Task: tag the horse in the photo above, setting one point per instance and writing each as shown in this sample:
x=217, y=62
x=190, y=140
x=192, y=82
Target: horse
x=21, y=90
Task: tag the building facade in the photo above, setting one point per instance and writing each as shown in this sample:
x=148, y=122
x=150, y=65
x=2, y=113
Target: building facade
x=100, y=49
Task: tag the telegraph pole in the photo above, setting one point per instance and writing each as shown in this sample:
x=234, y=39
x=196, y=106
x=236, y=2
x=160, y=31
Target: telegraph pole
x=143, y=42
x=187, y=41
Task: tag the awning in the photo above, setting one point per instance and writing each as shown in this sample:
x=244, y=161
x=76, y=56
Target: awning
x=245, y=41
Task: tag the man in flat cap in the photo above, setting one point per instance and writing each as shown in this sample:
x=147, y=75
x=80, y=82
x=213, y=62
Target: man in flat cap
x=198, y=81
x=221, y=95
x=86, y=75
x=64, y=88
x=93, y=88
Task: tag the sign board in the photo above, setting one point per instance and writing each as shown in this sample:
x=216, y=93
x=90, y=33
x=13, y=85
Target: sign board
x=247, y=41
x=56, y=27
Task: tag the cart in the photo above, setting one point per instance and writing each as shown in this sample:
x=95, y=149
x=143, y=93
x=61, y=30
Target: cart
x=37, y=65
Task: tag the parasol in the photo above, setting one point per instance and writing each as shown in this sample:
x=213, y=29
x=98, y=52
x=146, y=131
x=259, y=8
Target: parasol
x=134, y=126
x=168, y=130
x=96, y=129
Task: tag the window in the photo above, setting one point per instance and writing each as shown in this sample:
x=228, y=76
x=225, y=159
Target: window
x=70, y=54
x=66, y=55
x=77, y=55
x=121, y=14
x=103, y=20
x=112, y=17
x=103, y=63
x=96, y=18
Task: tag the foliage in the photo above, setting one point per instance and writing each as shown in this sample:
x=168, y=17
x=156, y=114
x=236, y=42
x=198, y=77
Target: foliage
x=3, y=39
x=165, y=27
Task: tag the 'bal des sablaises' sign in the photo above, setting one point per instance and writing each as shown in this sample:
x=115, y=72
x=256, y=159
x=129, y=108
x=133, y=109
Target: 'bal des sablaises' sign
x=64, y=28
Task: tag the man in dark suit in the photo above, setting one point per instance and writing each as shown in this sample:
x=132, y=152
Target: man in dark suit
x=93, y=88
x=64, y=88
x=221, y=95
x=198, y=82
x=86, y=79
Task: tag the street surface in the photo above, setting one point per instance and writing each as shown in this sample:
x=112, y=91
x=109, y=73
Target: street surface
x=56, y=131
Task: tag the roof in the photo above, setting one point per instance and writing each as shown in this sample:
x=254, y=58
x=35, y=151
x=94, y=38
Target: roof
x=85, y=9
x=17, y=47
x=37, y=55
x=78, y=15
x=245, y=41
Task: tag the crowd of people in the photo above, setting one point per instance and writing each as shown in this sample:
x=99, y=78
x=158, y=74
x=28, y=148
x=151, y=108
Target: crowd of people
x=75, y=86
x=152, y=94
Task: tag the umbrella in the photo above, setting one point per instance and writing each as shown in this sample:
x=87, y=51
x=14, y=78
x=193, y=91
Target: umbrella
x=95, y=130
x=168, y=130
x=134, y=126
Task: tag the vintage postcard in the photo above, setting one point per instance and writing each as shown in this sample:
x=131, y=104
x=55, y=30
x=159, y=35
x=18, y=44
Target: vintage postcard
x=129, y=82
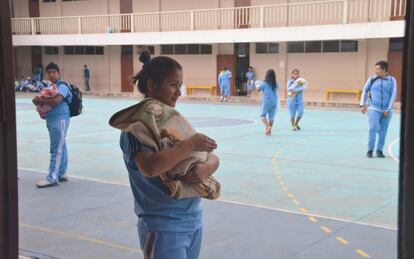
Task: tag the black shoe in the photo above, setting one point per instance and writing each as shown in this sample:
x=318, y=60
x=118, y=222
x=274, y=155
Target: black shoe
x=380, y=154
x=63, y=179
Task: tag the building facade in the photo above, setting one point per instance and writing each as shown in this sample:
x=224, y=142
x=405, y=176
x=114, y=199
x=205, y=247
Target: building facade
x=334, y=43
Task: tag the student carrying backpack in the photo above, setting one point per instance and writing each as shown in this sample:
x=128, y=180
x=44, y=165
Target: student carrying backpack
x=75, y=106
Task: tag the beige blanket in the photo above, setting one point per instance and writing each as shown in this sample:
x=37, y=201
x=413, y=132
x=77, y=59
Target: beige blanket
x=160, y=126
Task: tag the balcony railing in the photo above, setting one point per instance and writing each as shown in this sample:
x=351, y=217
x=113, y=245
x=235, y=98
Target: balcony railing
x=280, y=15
- - - - - - -
### WHAT THE EXERCISE ASKS:
Convert every line of the data above into a Markdown table with the columns Row and Data line, numbering the lines in order and skipping any blank ones. Leave the pictures out of your answer.

### EXERCISE OUTPUT:
| Row | Data line |
|---|---|
| 1 | Task: tag the horse in the photo above, setting one point per instance and writing each as shown in this sample: |
| 2 | x=217, y=62 |
| 3 | x=190, y=140 |
| 4 | x=192, y=82 |
| 5 | Target: horse |
| 6 | x=21, y=90 |
| 7 | Task: tag the building facade in the photo above, setting one point per instance and writing each as shown in this sample: |
| 8 | x=148, y=122 |
| 9 | x=150, y=65 |
| 10 | x=2, y=113 |
| 11 | Target: building facade |
| 12 | x=100, y=49 |
| 13 | Task: tag the telegraph pole in the photo above, setting one point per instance and writing each as shown in this sample: |
| 14 | x=234, y=39 |
| 15 | x=196, y=106 |
| 16 | x=236, y=2 |
| 17 | x=160, y=31 |
| 18 | Target: telegraph pole |
| 19 | x=143, y=42 |
| 20 | x=187, y=41 |
| 21 | Task: tag the awning in the photo above, setting one point per instance and writing each as shown in this sample: |
| 22 | x=244, y=161 |
| 23 | x=76, y=56 |
| 24 | Target: awning |
| 25 | x=245, y=41 |
| 26 | Task: tag the man in flat cap in the photo above, setting one point per instance and writing each as shown in this sample: |
| 27 | x=147, y=75 |
| 28 | x=80, y=82 |
| 29 | x=213, y=62 |
| 30 | Target: man in flat cap |
| 31 | x=198, y=81 |
| 32 | x=221, y=95 |
| 33 | x=86, y=75 |
| 34 | x=64, y=88 |
| 35 | x=93, y=88 |
| 36 | Task: tag the sign board in the photo above, setting one point per instance and writing each as shown in this sample: |
| 37 | x=216, y=93 |
| 38 | x=90, y=33 |
| 39 | x=13, y=85 |
| 40 | Target: sign board |
| 41 | x=247, y=41 |
| 42 | x=56, y=27 |
| 43 | Task: tag the cart in the photo above, setting one point per instance and writing each as shown in this sample: |
| 44 | x=95, y=149 |
| 45 | x=143, y=93 |
| 46 | x=61, y=30 |
| 47 | Target: cart |
| 48 | x=37, y=65 |
| 49 | Task: tag the parasol in the photo above, setting one point per instance and writing each as shown in this sample: |
| 50 | x=213, y=29 |
| 51 | x=98, y=52 |
| 52 | x=146, y=131 |
| 53 | x=259, y=8 |
| 54 | Target: parasol |
| 55 | x=134, y=126 |
| 56 | x=168, y=130 |
| 57 | x=96, y=129 |
| 58 | Task: tag the window in the photo above, setting one point per instance and writing each as shown in this sample: |
| 59 | x=228, y=76 |
| 60 | x=225, y=159 |
| 61 | Target: window |
| 62 | x=70, y=54 |
| 63 | x=66, y=55 |
| 64 | x=77, y=55 |
| 65 | x=121, y=14 |
| 66 | x=103, y=20 |
| 67 | x=112, y=17 |
| 68 | x=103, y=63 |
| 69 | x=96, y=18 |
| 70 | Task: tag the foliage in the photo above, setting one point per instance and writing each as shown in this sample: |
| 71 | x=168, y=17 |
| 72 | x=156, y=114 |
| 73 | x=236, y=42 |
| 74 | x=198, y=77 |
| 75 | Target: foliage |
| 76 | x=3, y=39 |
| 77 | x=165, y=27 |
| 78 | Task: tag the 'bal des sablaises' sign in the photo above, setting one point per instance and writing each as shown in this sample: |
| 79 | x=115, y=72 |
| 80 | x=256, y=159 |
| 81 | x=129, y=108 |
| 82 | x=133, y=109 |
| 83 | Target: 'bal des sablaises' sign |
| 84 | x=64, y=28 |
| 85 | Task: tag the man in dark suit in the photo above, setting one point per instance and writing each as shown in this sample: |
| 86 | x=132, y=152 |
| 87 | Target: man in dark suit |
| 88 | x=93, y=88 |
| 89 | x=64, y=88 |
| 90 | x=221, y=95 |
| 91 | x=198, y=82 |
| 92 | x=86, y=79 |
| 93 | Task: tag the street surface in the photo above, setting one point per instance and writing each as shown in this sample: |
| 94 | x=112, y=91 |
| 95 | x=109, y=73 |
| 96 | Target: street surface |
| 97 | x=56, y=131 |
| 98 | Task: tag the roof in the photo above, setting one point per instance and writing each as shown in this sample: |
| 99 | x=254, y=58 |
| 100 | x=35, y=151 |
| 101 | x=94, y=38 |
| 102 | Target: roof |
| 103 | x=85, y=9 |
| 104 | x=17, y=47 |
| 105 | x=37, y=55 |
| 106 | x=78, y=15 |
| 107 | x=245, y=41 |
| 108 | Task: tag the crowd of people in the photo above, setting one point per instance and writing each as shown in this sample: |
| 109 | x=99, y=78 |
| 110 | x=158, y=74 |
| 111 | x=28, y=148 |
| 112 | x=151, y=108 |
| 113 | Target: crowd of people |
| 114 | x=75, y=86 |
| 115 | x=152, y=94 |
| 116 | Task: tag the umbrella in the photo above, setting one point per instance and writing each as shown in this sample: |
| 117 | x=87, y=51 |
| 118 | x=14, y=78 |
| 119 | x=193, y=91 |
| 120 | Target: umbrella |
| 121 | x=95, y=130 |
| 122 | x=168, y=130 |
| 123 | x=134, y=126 |
| 124 | Task: tag the vintage postcard in the photo above, setting one point per instance and writing each as shown in this sample: |
| 125 | x=131, y=104 |
| 126 | x=55, y=30 |
| 127 | x=159, y=35 |
| 128 | x=18, y=44 |
| 129 | Target: vintage postcard |
| 130 | x=129, y=82 |
| 131 | Task: tag the black shoe in the photo above, setting one point per instance and writing each as shown in this sample: |
| 132 | x=318, y=60 |
| 133 | x=118, y=222 |
| 134 | x=274, y=155 |
| 135 | Target: black shoe |
| 136 | x=380, y=154 |
| 137 | x=63, y=179 |
| 138 | Task: tag the building facade in the photo above, setting one point per instance and writing each as shown in this sample: |
| 139 | x=224, y=142 |
| 140 | x=405, y=176 |
| 141 | x=114, y=199 |
| 142 | x=205, y=247 |
| 143 | Target: building facade |
| 144 | x=334, y=43 |
| 145 | Task: tag the student carrying backpack in the photo above, setting one point per instance and writing each as shown in this sample: |
| 146 | x=128, y=180 |
| 147 | x=44, y=165 |
| 148 | Target: student carrying backpack |
| 149 | x=75, y=106 |
| 150 | Task: tag the beige blanket in the photo above, setting one point per instance and writing each as shown in this sample: |
| 151 | x=37, y=201 |
| 152 | x=413, y=132 |
| 153 | x=77, y=59 |
| 154 | Target: beige blanket |
| 155 | x=160, y=126 |
| 156 | Task: tag the balcony railing in the photo above, setting one point per instance and writing each as shown in this sample: |
| 157 | x=351, y=217 |
| 158 | x=113, y=245 |
| 159 | x=235, y=98 |
| 160 | Target: balcony railing |
| 161 | x=280, y=15 |